===== Documento fuente =====
La casa en Éfeso y la Asunción de María, visiones de AnaCatalinaEmmerich LA CASA DONDE MARÍA VIVIÓ SUS ÚLTIMOS AÑOS EN EFESO
En base a esta visión es que se descubrió la Casa de María en Éfeso.
María
no moraba en Éfeso, sino en las cercanías, donde se habían establecido
varias mujeres. Su casa estaba situada a tres leguas y media de ahí, en
la montaña que se veía a la izquierda viniendo de Jerusalén, y que
descendía en pendiente hacia la ciudad. Cuando se viene del Sur-Este,
Éfeso parece reunida al pié de la montaña. A medida que se avanza, se la
ver. Ante Éfeso se ven hileras de arboles bajo los cuales frutos
amarillos se encuentran por el suelo. Un poco hacia el mediodía
estrechos senderos conducen sobre la montaña, cubierta de un verdor
agreste. La cumbre presenta una planicie ondulada y fértil de una media
legua de contorno: es ahí donde se estableció la Santa Virgen. Es un
lugar muy solitario, con muchas colinas agradables y fértiles, y algunas
grutas excavadas en la roca, en medio de pequeños lugares arenosos. El
país es agreste, sin ser estéril; hay por aquí y por allí muchos árboles
en forma piramidal, cuyo tronco es liso y cuyas ramas dan una amplia
sombra.
===== Registros de datos =====
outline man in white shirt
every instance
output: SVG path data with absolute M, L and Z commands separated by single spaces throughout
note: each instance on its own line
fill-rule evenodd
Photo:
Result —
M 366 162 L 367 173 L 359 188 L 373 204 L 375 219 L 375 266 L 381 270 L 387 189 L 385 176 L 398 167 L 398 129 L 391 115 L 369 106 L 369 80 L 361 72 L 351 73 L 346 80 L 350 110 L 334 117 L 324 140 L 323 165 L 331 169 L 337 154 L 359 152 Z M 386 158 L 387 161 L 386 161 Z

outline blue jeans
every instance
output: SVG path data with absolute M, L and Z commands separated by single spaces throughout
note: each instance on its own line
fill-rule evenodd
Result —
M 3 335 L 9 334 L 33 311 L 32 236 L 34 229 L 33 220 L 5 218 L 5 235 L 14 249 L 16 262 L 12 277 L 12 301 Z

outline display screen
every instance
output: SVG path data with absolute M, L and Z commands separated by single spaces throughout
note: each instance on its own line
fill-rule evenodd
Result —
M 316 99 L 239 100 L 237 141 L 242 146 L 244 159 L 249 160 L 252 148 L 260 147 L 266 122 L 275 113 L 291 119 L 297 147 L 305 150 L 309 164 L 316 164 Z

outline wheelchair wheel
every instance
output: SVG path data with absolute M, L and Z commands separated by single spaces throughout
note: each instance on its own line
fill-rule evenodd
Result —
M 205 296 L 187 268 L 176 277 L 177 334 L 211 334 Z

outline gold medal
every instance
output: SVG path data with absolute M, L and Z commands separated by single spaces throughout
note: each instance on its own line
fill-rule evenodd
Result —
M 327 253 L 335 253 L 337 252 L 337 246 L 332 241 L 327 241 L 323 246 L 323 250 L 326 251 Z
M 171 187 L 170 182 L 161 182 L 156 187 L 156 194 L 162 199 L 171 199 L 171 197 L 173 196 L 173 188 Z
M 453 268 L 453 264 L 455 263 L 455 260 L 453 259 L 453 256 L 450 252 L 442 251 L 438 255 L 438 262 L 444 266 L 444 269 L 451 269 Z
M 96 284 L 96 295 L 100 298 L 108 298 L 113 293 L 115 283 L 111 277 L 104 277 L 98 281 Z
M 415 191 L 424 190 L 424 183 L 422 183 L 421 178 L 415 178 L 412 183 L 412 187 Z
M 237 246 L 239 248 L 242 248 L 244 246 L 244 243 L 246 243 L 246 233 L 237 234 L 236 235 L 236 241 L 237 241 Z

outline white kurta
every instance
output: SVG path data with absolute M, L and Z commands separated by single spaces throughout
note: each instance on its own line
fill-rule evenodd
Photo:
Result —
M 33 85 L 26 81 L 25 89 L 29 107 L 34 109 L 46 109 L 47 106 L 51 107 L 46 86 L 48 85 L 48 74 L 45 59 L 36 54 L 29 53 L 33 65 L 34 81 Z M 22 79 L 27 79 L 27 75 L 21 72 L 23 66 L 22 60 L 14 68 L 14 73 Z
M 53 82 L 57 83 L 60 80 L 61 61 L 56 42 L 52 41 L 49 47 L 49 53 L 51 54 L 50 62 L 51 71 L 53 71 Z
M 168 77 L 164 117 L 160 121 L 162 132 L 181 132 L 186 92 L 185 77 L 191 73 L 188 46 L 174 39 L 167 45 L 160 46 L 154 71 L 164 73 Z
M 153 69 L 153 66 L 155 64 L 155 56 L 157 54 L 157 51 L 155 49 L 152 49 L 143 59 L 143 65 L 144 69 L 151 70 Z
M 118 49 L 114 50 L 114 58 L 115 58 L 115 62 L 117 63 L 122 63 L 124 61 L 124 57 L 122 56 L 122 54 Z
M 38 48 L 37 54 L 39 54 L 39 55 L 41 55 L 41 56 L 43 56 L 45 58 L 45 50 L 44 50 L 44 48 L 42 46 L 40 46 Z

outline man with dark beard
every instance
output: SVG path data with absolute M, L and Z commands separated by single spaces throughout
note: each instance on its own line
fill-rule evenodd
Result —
=====
===== Registros de datos =====
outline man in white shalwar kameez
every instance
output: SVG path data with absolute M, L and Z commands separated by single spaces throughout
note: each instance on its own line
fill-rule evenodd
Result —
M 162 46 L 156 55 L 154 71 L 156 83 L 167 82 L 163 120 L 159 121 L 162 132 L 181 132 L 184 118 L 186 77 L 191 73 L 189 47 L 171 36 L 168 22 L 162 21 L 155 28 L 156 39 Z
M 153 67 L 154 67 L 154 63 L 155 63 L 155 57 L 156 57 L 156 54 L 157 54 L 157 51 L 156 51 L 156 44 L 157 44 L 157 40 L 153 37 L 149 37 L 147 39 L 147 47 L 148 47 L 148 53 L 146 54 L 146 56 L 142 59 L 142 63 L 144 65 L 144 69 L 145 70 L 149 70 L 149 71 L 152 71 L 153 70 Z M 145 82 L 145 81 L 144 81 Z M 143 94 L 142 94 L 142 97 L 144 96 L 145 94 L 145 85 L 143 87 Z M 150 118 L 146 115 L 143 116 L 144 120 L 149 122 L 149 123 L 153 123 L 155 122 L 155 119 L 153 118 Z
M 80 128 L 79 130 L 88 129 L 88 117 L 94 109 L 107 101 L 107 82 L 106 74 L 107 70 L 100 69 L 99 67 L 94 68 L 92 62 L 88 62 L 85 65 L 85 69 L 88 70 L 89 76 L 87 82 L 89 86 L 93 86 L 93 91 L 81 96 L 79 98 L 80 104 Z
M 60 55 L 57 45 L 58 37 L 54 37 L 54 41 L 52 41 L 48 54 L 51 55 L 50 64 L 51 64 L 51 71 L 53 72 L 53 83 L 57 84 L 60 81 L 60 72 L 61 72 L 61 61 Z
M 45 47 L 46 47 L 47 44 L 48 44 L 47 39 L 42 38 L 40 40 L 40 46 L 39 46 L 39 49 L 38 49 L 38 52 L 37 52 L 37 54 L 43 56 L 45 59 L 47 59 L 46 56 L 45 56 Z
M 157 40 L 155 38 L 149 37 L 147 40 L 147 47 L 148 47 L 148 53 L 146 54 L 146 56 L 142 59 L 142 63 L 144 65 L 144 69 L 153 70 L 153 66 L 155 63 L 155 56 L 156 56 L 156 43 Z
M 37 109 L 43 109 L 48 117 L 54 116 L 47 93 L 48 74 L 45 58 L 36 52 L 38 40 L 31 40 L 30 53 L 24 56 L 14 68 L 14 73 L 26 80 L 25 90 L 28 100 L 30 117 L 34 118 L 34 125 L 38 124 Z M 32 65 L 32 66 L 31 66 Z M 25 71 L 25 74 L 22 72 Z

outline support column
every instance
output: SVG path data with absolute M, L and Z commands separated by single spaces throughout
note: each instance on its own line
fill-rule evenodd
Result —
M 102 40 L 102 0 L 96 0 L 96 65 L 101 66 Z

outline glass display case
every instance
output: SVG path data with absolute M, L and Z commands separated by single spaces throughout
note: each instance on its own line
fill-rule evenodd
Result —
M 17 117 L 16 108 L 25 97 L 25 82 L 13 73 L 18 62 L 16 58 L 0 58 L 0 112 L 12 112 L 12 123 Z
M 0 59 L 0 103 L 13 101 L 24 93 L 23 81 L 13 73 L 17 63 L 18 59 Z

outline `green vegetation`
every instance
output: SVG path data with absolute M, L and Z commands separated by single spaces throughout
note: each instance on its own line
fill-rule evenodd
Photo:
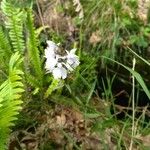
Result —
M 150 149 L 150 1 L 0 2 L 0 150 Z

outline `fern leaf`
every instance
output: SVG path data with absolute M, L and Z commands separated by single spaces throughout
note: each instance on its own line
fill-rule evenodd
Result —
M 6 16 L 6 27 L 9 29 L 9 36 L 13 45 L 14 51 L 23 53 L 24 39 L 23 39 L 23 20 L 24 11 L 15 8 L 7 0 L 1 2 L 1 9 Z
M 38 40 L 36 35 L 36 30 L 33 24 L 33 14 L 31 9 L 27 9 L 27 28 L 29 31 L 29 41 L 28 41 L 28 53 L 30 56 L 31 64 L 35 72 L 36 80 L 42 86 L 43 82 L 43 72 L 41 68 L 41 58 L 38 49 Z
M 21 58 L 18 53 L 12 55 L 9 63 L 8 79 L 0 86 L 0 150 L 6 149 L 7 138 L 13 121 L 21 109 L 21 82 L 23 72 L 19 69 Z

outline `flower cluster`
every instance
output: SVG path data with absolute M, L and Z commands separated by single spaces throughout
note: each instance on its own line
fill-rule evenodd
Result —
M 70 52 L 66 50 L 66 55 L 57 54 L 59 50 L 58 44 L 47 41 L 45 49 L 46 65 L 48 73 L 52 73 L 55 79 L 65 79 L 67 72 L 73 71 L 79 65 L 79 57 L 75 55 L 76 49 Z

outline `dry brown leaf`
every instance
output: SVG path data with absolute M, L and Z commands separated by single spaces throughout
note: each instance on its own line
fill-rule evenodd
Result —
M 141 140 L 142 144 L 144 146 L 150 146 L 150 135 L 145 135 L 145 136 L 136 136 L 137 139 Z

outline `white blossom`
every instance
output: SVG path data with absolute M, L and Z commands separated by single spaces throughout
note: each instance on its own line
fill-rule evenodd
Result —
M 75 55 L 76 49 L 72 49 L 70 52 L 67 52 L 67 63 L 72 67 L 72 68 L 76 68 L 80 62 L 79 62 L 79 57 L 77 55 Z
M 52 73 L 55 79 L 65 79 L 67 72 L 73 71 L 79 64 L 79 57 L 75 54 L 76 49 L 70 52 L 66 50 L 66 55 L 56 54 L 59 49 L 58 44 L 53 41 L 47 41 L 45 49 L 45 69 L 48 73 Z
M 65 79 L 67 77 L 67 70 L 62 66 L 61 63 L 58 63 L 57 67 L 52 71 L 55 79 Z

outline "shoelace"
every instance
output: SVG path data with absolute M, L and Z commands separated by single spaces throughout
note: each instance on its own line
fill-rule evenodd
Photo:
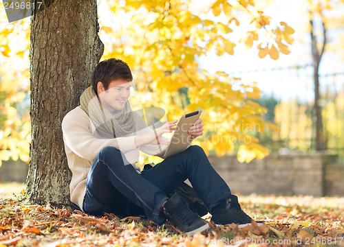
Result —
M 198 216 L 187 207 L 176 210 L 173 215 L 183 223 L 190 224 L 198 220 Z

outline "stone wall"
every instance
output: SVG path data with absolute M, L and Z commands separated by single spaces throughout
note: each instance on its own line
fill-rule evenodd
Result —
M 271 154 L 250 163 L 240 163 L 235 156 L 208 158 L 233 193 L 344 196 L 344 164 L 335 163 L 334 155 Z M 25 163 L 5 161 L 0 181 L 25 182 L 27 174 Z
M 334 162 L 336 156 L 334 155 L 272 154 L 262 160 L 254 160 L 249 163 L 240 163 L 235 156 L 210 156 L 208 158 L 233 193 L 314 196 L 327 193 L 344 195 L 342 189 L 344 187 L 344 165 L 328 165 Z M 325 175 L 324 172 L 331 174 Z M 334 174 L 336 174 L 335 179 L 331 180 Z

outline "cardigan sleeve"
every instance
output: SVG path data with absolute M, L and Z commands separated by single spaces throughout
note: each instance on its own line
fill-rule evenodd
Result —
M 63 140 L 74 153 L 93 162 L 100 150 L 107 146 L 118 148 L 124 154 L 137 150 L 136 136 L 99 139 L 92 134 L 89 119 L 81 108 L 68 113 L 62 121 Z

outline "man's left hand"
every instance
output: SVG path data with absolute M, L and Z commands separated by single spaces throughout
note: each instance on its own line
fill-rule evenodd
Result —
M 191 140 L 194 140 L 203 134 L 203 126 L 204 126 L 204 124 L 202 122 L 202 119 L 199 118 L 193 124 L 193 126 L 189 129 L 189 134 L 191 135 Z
=====
===== Registros de datos =====
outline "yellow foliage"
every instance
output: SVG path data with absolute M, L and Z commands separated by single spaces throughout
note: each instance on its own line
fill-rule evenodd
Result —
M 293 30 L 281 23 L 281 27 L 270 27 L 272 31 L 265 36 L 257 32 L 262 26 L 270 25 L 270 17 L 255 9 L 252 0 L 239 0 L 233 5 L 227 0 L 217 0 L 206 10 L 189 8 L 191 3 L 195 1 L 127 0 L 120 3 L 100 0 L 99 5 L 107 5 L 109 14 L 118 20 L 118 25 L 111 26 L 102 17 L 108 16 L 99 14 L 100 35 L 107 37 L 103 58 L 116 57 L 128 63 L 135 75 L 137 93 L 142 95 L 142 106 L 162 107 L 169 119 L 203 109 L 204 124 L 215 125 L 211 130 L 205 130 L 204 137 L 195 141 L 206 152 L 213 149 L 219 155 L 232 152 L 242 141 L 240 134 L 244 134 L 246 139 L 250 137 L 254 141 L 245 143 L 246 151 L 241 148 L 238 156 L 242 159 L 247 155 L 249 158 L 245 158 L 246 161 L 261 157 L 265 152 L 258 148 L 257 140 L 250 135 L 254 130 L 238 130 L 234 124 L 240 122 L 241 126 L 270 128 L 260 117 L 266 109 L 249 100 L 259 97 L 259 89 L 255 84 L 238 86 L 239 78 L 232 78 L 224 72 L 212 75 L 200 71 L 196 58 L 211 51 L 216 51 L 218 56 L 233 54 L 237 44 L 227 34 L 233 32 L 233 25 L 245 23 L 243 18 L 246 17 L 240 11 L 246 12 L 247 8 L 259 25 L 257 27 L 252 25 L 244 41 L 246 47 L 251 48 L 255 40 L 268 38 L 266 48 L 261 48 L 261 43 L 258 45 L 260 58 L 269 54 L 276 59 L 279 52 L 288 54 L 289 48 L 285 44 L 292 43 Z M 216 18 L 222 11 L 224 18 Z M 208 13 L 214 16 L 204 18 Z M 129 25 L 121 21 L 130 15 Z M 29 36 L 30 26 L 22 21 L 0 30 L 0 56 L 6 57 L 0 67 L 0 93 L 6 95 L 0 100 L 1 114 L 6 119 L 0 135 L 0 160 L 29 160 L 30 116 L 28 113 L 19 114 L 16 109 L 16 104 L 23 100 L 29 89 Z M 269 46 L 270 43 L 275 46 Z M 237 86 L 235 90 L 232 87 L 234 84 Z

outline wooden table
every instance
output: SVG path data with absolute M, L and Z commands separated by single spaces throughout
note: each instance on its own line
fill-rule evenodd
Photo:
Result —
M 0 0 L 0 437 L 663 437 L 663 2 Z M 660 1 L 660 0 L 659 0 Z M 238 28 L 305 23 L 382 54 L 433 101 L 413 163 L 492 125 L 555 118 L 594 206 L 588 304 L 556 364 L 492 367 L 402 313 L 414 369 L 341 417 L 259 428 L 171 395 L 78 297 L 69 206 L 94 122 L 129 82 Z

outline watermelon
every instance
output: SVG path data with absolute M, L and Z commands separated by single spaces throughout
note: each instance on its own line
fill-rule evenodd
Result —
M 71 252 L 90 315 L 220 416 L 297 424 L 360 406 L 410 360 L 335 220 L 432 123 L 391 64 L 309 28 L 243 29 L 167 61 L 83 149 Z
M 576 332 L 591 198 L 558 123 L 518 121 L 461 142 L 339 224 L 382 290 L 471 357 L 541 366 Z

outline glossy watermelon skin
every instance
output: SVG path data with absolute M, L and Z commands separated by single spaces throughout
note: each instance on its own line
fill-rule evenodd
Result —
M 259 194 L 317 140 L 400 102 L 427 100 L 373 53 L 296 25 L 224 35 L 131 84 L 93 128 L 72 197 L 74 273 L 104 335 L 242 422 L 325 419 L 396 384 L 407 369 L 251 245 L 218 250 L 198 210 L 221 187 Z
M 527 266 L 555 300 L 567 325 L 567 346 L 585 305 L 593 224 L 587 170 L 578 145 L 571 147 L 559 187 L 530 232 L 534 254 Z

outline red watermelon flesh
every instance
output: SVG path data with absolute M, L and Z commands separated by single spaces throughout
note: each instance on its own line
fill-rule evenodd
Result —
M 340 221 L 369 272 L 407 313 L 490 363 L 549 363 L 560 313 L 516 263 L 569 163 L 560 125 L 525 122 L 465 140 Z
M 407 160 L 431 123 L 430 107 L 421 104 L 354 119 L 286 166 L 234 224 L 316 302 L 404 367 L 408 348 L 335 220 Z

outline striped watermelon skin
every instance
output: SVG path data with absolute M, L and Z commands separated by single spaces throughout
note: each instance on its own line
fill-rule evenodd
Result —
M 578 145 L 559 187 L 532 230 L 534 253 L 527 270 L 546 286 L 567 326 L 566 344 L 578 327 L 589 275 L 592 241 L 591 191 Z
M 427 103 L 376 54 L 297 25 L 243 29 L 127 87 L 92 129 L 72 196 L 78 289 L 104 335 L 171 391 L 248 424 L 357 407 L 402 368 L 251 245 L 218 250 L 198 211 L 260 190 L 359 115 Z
=====
:: Problemas ::
1 – Duplica el fragmento del texto sobre la casa de María en Éfeso que va desde "La casa en Éfeso" hasta "María en Éfeso.", ambos incluidos.
2 – Anota sin cambios, y solo esas, las líneas de los registros que van desde la línea que contiene "outline watermelon" hasta la línea que contiene "M 576 332 L", ambas incluidas.

:: Respuestas ::
1 –
La casa en Éfeso y la Asunción de María, visiones de AnaCatalinaEmmerich LA CASA DONDE MARÍA VIVIÓ SUS ÚLTIMOS AÑOS EN EFESO
En base a esta visión es que se descubrió la Casa de María en Éfeso.

2 –
outline watermelon
every instance
output: SVG path data with absolute M, L and Z commands separated by single spaces throughout
note: each instance on its own line
fill-rule evenodd
Result —
M 71 252 L 90 315 L 220 416 L 297 424 L 360 406 L 410 360 L 335 220 L 432 123 L 391 64 L 309 28 L 243 29 L 167 61 L 83 149 Z
M 576 332 L 591 198 L 558 123 L 518 121 L 461 142 L 339 224 L 382 290 L 471 357 L 541 366 Z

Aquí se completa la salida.